COMPLETE THE FOLLOWING:
1: Decide whether each statement below agrees with the news release about red light cameras, answering yes or no and quoting the words from the release that settle it: (a) The report was released on Oct. 27. (b) The report finds that nearly every state has enabled automated traffic law enforcement. (c) Jen Kim speaks for NJPIRG.
2: According to the news release about red light cameras, what do municipalities contract with private companies to do?

--- START TEXT SHOWN ---

New Report Raises Concerns About Red Light Cameras

The Report - "Caution: Red Light Cameras Ahead - The Risks of Privatizing Traffic Law Enfrocement and How to Protect the Public" - was produced by the New Jersey Public Interest Research Group.

Editor's Note: The following is a news release issued by the New Jersey Public Interest Research Group. South Brunswick had considered placing a red light camera at the intersection of Route 1 and Henderson Road before being

A new research report released on Oct. 27 outlines problems with the growing trend among cities to outsource traffic enforcement to red-light and speed camera vendors.
“Too many cities wrongly sign away power to ensure the safety of citizens on the roads when they privatize traffic law enforcement. Automated traffic ticketing tends to be governed by contracts that focus more on profits than safety,” said Jen Kim of NJPIRG, the New Jersey Public Interest Research Group.  “That shouldn’t happen,” Kim added.
The report, titled Caution: Red Light Cameras Ahead; The Risks of Privatizing Traffic Law Enforcement and How to Protect the Public finds that approximately half of the states have enabled the use of automated traffic law enforcement. 

Municipalities in these states contract with private companies to provide cameras and issue citations to traffic violators. Citizens have often objected to privatized forms of traffic enforcement and many municipalities have found themselves in legal trouble when they attempt to change or update these contracts.

--- END TEXT SHOWN ---
--- START LISTED RECORDS ---

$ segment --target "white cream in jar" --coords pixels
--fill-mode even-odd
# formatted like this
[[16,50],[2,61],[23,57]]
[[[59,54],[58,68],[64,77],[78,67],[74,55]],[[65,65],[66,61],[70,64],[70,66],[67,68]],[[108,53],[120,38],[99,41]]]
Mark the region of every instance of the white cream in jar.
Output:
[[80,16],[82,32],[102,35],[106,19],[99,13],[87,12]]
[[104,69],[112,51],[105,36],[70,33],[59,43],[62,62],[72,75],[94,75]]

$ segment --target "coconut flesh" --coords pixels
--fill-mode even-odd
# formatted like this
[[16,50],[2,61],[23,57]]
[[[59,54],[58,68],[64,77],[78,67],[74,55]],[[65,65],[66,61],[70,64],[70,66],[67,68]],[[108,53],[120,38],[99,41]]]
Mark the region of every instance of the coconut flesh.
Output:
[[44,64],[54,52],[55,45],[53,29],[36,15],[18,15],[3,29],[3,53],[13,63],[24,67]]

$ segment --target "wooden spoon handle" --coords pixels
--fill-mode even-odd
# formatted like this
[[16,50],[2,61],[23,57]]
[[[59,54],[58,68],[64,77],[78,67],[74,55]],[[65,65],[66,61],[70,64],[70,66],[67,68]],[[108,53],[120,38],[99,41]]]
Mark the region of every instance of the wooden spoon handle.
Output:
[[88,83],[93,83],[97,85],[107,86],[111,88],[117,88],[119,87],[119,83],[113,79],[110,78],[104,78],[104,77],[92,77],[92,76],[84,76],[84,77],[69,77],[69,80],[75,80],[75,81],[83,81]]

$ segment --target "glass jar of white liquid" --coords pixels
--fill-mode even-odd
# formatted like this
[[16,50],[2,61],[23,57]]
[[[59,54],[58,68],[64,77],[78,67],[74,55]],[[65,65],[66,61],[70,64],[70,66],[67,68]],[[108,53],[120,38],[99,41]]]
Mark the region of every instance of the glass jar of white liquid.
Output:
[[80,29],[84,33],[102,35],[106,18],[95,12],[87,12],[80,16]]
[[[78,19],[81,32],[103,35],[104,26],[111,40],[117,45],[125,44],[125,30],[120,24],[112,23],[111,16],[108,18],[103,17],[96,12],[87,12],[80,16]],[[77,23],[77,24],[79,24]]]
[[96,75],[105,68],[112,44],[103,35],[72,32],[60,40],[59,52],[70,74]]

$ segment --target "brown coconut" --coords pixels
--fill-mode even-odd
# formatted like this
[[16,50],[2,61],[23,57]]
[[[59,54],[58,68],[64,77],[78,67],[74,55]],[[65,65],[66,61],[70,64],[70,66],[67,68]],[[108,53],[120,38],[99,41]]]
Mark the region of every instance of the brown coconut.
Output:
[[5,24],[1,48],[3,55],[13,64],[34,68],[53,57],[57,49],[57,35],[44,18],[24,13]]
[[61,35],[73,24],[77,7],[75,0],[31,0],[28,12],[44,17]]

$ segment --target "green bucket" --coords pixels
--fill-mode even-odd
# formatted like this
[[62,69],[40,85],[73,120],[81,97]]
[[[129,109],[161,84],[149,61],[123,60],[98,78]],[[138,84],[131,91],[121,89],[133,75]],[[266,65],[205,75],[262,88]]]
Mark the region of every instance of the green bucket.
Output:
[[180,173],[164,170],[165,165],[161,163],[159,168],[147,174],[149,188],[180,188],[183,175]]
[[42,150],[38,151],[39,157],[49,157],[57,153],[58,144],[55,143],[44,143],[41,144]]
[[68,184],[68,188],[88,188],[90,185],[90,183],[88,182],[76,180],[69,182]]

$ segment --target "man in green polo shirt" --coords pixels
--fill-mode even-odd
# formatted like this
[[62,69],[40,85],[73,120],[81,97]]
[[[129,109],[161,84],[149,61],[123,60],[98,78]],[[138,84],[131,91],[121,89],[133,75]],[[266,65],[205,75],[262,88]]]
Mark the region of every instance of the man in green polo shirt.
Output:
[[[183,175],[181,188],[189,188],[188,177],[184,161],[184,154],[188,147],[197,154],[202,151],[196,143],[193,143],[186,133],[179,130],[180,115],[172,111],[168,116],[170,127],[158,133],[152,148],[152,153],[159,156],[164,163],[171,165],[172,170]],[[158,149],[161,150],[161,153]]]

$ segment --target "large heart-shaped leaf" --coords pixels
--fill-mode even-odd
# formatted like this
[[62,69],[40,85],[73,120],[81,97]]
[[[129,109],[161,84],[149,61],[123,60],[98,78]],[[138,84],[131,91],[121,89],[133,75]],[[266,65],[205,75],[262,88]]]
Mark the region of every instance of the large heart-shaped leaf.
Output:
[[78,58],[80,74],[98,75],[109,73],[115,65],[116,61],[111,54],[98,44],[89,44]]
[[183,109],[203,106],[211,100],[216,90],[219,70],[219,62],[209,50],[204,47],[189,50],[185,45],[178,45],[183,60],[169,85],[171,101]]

--- END LISTED RECORDS ---
--- START LISTED RECORDS ---

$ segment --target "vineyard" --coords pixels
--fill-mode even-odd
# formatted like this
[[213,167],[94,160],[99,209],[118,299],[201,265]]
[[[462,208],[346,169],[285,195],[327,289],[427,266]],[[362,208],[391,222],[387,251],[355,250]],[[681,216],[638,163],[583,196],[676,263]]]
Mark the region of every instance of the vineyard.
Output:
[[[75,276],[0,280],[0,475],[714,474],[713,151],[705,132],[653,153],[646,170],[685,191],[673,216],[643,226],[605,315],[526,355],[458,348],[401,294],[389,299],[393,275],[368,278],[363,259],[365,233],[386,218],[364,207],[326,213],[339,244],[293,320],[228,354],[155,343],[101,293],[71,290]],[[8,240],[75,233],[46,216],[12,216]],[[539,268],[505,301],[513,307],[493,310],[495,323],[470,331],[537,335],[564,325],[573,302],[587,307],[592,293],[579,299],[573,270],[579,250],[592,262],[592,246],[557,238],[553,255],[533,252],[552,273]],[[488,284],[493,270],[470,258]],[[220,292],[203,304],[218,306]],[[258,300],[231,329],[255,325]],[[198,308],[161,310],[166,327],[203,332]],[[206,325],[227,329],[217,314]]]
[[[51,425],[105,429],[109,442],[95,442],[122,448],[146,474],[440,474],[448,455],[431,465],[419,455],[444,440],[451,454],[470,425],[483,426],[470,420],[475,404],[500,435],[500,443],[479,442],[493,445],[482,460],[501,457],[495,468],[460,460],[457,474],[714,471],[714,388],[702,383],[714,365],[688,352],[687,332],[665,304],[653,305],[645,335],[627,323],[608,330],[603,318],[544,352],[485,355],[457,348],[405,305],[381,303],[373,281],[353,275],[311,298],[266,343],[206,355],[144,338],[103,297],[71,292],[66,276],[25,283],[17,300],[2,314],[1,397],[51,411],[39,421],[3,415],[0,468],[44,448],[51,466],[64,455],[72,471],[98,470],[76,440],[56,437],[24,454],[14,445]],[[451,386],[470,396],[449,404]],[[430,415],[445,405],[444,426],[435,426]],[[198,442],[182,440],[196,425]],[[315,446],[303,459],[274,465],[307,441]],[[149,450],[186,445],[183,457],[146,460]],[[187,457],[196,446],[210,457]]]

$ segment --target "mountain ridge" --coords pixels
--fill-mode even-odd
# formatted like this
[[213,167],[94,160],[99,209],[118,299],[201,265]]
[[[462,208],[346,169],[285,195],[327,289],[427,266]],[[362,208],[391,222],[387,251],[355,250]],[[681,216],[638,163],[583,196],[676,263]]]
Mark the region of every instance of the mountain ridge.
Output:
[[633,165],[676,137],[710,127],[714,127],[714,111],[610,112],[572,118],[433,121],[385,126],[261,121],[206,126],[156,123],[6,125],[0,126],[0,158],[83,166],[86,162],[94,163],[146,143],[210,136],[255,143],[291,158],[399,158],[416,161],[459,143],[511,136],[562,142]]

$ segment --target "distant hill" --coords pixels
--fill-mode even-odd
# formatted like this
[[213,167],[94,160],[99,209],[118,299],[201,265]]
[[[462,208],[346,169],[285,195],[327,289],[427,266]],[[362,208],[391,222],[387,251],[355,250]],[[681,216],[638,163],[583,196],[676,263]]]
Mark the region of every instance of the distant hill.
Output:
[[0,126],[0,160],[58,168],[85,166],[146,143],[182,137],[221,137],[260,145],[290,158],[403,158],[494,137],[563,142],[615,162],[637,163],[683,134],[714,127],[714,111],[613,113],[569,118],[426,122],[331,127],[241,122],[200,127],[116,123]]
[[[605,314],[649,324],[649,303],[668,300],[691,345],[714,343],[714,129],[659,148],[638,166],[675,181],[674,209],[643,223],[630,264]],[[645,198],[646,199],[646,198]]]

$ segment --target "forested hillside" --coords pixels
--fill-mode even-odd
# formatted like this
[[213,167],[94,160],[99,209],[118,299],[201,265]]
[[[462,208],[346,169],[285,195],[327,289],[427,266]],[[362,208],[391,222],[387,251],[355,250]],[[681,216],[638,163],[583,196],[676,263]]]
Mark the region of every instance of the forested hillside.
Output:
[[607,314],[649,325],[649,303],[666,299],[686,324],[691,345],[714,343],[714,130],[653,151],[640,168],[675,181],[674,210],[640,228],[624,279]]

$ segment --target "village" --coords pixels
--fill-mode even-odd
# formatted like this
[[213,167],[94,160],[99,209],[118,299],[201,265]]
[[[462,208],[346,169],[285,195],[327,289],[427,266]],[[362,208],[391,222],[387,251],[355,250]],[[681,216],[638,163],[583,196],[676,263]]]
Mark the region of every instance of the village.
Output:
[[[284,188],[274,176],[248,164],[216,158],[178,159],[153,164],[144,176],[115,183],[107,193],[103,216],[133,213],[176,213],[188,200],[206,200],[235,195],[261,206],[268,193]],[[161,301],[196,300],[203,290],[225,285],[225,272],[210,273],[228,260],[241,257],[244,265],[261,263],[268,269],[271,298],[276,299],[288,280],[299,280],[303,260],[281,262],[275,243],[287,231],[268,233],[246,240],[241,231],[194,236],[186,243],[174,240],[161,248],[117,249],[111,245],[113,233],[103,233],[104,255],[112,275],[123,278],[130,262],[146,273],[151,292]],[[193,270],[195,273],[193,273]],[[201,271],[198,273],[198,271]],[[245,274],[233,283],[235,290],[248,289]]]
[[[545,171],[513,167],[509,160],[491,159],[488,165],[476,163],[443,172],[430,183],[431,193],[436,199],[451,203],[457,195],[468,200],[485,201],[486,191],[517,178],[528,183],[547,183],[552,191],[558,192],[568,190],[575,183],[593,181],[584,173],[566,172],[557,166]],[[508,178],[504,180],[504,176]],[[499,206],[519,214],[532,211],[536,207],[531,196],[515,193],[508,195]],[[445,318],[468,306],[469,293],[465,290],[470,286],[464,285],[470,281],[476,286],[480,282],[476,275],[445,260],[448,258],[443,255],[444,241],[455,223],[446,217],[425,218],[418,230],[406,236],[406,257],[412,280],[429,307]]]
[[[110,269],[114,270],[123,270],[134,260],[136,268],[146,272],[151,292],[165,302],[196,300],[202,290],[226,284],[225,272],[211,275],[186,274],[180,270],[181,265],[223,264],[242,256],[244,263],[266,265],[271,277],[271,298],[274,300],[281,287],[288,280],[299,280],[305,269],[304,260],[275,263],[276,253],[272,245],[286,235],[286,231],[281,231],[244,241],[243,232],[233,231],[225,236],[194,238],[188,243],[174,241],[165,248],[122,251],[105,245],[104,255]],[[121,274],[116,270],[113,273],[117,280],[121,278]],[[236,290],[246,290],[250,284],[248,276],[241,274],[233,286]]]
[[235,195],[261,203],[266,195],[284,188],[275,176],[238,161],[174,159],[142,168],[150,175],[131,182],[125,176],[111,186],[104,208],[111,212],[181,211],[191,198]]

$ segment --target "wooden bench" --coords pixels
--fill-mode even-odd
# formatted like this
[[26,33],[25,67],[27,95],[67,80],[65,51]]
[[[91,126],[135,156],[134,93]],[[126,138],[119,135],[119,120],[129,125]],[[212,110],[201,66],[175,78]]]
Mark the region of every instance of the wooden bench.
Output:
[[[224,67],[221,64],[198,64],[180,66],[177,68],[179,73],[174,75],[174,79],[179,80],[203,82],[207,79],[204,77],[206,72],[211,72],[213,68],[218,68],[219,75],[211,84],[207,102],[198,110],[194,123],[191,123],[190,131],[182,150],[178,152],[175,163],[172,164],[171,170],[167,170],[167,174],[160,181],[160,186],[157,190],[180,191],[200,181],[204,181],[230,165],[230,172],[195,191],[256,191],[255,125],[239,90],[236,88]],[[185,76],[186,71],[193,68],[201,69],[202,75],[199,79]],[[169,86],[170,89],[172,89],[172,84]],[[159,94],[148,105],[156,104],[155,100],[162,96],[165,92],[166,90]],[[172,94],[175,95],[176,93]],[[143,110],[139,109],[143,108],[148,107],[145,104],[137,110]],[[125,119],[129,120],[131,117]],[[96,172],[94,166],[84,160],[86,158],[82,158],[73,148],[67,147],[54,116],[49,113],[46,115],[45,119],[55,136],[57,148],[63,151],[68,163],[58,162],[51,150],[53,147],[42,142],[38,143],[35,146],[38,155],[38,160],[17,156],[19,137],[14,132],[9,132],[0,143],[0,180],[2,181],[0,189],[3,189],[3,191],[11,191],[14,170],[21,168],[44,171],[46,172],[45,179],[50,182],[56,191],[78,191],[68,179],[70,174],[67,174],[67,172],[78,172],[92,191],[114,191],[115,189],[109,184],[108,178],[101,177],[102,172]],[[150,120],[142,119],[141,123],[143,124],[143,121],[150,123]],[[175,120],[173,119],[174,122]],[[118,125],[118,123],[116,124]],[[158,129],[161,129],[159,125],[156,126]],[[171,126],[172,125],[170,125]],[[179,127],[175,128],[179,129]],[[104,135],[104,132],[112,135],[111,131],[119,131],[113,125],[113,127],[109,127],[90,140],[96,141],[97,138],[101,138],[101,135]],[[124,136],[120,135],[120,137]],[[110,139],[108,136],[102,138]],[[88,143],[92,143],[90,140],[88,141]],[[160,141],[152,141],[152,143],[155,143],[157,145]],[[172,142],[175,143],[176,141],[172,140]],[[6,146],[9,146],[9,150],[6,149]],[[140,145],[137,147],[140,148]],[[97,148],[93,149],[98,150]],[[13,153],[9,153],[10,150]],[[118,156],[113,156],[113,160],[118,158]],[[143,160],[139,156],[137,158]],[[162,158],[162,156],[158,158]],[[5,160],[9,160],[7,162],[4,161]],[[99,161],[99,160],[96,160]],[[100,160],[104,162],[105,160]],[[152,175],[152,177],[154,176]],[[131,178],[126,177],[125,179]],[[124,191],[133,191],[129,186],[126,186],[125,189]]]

--- END LISTED RECORDS ---

RESULTS IN ORDER:
1:
(a) Yes: "A new research report released on Oct. 27"
(b) No: "approximately half of the states have enabled the use of automated traffic law enforcement"
(c) Yes: "said Jen Kim of NJPIRG"

2: They contract with private companies to provide cameras and issue citations to traffic violators.